Stored data entries
* Start *
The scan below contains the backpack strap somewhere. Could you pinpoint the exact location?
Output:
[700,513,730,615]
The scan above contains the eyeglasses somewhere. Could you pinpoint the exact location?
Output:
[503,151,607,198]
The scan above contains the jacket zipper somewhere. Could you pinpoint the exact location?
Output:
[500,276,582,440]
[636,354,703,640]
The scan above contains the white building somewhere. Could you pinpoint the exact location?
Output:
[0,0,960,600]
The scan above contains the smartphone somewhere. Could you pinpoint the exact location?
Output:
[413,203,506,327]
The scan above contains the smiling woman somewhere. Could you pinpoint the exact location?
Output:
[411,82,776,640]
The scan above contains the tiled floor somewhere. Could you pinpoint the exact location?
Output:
* End *
▸ **What the task requires**:
Rewrite the entries from the line containing "The scan above contains the smartphone" through the end of the entries, inclusive, swapping "pinpoint" for "identify". Leave everything else unchanged.

▸ **Solution to this exercise**:
The scan above contains the smartphone somewhere. Could you identify the exact location?
Output:
[413,203,506,327]
The scan above contains the smiling woman somewhere. Could you identify the exact location?
Output:
[411,82,776,640]
The scan above contains the tiled floor somewhere. Could you identify the exact location?
Output:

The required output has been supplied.